**练习说明:** 在下方列表中查找含有字符串“flower”的每一行，并将这些行逐一抄出。匹配时区分大小写。
====== 提供材料 ======
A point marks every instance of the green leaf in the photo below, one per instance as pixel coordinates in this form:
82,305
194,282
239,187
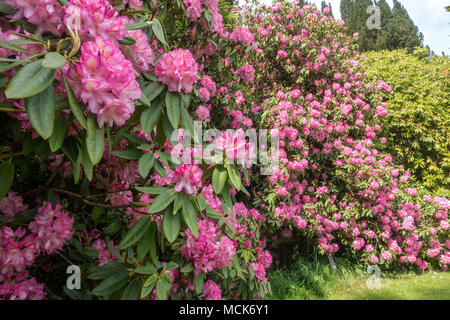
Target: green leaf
234,177
163,288
7,9
173,108
179,202
89,252
187,268
111,284
30,80
41,111
6,177
86,162
162,201
160,169
152,91
60,132
151,281
159,31
171,225
147,269
12,47
170,266
95,139
53,60
3,80
138,25
190,217
186,121
70,149
150,117
132,290
132,154
153,190
136,232
127,41
199,284
152,249
146,162
74,105
219,178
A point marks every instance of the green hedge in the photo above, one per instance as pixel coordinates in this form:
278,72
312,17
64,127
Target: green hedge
418,124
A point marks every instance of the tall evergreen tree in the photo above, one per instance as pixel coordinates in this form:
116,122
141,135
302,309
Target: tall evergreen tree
397,28
345,8
401,29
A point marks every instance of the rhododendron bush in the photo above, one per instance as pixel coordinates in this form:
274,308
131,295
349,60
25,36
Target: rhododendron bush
97,97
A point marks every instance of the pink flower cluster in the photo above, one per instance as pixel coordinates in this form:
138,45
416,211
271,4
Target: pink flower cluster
104,255
211,291
178,70
105,80
49,230
12,204
45,14
94,18
247,73
186,177
236,147
242,36
52,228
206,252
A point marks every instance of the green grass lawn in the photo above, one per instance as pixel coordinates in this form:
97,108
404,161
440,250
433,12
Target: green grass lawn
316,280
430,286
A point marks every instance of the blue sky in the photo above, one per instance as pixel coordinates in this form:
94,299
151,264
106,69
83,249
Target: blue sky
428,15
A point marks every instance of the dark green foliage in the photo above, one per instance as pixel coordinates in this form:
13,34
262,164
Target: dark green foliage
397,30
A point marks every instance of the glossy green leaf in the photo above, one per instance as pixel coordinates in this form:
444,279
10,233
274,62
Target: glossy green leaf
171,225
189,214
162,201
219,178
30,80
53,60
111,284
59,134
136,232
132,290
95,140
40,109
146,162
6,177
74,105
173,108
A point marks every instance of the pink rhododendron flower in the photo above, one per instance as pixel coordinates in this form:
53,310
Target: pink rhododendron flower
188,178
211,291
94,18
106,82
12,204
178,70
247,73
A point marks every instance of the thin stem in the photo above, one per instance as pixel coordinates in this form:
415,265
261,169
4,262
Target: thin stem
93,204
12,110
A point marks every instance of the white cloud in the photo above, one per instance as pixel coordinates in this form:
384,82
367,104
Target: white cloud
430,17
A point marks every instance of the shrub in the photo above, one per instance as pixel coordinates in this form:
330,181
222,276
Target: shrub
417,125
97,97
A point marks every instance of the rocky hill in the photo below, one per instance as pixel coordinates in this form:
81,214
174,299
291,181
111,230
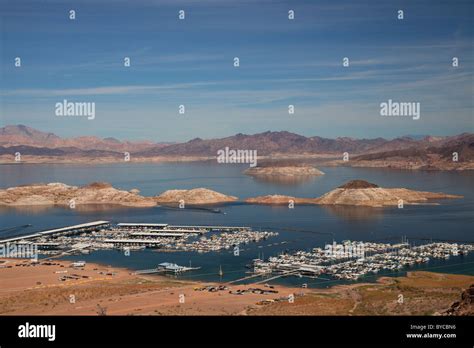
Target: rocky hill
363,193
302,170
62,194
194,196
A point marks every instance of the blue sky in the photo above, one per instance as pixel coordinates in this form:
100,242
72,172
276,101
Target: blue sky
282,62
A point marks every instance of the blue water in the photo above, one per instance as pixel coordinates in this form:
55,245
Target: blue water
304,227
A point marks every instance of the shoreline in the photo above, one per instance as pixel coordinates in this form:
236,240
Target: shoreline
36,290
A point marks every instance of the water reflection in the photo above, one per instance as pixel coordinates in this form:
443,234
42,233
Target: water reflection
354,213
285,180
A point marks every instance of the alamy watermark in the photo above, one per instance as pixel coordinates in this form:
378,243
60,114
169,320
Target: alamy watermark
227,155
66,108
403,109
345,250
20,251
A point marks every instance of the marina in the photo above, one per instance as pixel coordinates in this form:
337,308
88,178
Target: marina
99,235
353,266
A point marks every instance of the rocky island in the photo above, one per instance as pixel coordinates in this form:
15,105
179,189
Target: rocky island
102,193
62,194
279,200
287,171
194,196
359,193
363,193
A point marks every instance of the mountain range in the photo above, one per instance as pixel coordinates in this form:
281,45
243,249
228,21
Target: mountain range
30,141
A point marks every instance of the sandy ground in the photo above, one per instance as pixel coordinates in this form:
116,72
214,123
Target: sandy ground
37,290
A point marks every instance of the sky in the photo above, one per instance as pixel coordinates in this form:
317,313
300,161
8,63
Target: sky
190,62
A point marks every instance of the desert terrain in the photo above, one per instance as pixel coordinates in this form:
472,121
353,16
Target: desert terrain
103,290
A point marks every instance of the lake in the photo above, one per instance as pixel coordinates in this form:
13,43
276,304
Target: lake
303,227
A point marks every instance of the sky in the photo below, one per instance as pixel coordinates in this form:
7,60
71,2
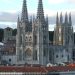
======
**最终结果:**
A point marks every instance of the pink flower cluster in the photo above, one per instance as pixel coordinates in this form:
Target: pink flower cluster
A point marks every instance of the pink rhododendron flower in the photo above, one per instance as pixel coordinates in this form:
Target: pink rhododendron flower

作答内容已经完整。